═══ Record excerpts
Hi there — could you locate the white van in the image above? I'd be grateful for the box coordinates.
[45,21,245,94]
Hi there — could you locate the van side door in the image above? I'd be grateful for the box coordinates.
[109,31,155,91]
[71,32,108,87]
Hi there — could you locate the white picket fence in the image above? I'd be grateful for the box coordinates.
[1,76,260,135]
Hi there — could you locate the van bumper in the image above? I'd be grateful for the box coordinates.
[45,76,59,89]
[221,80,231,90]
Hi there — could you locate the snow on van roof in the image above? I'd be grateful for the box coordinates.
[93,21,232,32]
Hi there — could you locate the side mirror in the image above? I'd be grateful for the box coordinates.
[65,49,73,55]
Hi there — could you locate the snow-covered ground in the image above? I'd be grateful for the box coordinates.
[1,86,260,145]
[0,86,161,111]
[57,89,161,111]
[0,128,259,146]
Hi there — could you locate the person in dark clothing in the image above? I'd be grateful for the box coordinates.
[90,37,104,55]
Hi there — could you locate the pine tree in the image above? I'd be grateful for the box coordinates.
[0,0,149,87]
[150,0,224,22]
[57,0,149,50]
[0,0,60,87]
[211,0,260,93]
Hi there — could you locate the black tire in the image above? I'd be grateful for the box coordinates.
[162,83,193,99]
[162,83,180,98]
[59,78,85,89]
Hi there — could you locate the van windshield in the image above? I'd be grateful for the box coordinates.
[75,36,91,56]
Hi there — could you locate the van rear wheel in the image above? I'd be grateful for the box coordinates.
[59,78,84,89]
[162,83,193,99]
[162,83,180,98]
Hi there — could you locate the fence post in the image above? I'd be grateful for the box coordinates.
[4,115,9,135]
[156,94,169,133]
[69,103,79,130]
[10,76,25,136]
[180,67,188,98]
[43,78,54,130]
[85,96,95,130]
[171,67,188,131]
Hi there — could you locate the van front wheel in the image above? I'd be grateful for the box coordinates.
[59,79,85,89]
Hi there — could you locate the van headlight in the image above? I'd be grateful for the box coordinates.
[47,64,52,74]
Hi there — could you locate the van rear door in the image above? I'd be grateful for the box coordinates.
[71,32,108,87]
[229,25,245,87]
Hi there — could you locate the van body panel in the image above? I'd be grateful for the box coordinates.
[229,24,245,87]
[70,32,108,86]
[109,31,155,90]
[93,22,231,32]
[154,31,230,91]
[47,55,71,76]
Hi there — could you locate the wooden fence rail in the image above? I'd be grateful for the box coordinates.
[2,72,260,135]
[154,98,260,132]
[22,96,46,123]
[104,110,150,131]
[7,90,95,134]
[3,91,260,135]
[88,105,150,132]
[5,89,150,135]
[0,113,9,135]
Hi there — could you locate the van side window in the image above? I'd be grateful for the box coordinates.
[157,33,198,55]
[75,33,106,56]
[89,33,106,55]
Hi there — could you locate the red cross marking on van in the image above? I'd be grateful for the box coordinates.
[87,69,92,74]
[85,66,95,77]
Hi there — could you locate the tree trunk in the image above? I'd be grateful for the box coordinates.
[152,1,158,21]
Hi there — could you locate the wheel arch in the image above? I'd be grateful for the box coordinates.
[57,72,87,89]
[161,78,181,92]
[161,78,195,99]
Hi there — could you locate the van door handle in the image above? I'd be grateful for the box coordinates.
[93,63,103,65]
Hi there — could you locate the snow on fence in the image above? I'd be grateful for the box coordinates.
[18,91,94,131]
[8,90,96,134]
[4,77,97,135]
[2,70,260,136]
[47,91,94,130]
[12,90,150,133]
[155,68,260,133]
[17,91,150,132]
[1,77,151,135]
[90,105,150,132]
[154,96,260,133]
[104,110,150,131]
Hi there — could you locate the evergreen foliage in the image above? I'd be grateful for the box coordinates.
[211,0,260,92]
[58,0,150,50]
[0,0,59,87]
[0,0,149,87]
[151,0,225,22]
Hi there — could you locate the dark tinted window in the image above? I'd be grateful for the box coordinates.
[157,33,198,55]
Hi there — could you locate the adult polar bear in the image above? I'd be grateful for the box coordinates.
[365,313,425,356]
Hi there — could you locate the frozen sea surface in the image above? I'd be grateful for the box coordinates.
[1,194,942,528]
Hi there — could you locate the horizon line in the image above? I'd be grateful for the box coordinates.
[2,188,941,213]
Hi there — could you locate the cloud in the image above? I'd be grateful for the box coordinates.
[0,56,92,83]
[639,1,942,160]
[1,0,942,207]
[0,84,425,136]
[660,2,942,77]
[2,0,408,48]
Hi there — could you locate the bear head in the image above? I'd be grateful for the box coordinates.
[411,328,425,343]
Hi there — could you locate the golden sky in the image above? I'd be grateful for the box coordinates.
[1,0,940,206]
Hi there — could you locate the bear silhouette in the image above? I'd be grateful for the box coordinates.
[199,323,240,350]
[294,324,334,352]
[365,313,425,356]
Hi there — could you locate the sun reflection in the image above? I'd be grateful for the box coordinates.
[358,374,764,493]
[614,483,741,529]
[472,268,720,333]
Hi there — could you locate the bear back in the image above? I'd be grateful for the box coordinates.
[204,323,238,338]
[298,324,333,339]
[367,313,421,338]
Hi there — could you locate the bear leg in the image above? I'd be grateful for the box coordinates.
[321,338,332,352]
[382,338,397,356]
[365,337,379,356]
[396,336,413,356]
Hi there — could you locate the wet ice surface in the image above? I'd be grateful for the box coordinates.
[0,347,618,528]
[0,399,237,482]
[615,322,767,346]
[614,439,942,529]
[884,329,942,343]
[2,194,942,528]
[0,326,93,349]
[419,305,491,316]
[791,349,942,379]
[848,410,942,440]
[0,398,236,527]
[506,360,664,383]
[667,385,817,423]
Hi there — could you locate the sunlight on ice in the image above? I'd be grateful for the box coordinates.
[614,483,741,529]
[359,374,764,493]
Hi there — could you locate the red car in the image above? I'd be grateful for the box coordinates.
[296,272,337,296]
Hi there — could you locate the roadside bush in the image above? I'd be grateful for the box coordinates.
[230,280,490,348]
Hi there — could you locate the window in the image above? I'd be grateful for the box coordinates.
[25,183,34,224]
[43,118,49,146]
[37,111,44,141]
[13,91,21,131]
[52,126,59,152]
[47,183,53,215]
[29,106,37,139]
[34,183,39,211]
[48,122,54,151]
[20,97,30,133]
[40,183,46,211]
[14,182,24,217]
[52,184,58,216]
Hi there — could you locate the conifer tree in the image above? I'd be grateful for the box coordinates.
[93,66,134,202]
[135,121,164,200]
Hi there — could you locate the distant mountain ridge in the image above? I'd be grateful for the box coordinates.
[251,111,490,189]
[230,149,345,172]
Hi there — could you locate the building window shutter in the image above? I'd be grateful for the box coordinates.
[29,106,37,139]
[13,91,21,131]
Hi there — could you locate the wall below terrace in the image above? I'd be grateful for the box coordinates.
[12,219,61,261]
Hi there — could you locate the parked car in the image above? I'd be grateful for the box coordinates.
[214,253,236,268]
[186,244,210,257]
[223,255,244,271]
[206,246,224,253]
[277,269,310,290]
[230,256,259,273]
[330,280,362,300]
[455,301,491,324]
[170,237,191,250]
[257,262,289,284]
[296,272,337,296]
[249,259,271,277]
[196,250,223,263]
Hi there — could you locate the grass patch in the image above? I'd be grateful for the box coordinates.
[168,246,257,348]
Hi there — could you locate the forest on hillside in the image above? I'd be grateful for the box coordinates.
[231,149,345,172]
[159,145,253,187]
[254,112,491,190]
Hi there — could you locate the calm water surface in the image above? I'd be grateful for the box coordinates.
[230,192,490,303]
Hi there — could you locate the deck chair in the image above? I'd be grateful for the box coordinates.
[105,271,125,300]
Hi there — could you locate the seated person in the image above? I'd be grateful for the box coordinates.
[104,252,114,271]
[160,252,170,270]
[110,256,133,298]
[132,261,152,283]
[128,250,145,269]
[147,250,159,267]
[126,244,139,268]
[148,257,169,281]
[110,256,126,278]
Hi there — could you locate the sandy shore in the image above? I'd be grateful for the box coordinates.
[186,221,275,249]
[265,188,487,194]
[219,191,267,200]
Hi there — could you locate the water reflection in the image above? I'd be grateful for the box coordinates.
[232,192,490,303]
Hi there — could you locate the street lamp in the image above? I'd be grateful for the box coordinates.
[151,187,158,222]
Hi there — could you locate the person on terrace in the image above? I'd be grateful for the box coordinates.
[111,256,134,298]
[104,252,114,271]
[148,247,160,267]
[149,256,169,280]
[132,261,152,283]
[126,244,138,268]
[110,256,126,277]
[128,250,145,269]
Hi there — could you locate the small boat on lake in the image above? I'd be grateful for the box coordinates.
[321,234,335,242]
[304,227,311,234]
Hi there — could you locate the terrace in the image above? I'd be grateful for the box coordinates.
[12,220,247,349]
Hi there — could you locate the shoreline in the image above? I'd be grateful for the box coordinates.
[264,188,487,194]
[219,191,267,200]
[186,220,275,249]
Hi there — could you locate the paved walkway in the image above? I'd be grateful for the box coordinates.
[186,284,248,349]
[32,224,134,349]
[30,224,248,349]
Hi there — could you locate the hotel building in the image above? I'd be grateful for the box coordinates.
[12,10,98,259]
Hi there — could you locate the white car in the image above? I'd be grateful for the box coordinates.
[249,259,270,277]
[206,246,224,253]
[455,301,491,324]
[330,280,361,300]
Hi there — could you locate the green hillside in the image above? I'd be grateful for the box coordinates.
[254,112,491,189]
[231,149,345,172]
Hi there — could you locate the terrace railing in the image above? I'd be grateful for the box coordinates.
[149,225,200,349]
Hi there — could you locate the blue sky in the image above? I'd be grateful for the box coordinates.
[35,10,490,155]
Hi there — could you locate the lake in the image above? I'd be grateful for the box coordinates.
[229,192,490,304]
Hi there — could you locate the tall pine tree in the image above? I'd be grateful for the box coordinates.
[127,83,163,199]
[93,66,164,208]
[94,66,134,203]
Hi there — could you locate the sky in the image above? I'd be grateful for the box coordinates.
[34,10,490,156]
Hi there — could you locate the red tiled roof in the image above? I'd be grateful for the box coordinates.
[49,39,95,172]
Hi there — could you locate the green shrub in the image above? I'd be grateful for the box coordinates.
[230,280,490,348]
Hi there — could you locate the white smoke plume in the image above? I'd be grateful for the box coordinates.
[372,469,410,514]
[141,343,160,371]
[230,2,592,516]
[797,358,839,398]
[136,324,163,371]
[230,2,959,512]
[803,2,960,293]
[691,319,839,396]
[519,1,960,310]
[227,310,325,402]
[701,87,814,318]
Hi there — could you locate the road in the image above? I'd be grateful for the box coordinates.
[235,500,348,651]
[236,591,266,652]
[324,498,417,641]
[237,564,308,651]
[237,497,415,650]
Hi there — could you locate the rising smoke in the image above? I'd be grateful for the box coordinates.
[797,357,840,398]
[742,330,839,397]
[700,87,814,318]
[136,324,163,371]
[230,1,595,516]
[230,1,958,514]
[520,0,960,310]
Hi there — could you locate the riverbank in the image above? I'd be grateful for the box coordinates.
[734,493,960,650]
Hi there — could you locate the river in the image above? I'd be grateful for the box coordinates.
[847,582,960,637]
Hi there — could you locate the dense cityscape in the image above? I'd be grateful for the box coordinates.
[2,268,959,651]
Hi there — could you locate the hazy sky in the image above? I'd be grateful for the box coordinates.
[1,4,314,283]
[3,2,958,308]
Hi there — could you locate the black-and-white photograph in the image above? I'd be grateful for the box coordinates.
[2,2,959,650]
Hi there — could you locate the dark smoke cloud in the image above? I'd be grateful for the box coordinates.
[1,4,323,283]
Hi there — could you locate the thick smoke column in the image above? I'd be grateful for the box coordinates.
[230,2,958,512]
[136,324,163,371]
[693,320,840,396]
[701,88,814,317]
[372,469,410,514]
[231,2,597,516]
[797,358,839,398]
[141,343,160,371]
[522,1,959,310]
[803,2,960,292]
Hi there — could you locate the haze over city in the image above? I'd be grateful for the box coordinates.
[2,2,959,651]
══════
What is needed: Please print exactly the lines of the entries above, beginning with the line that contains "Hi there — could you locate the haze" and ending with the last line.

Worked solution:
Hi there — could you locate the haze over city in the image above? I'd be grateful for the box coordinates.
[2,2,959,651]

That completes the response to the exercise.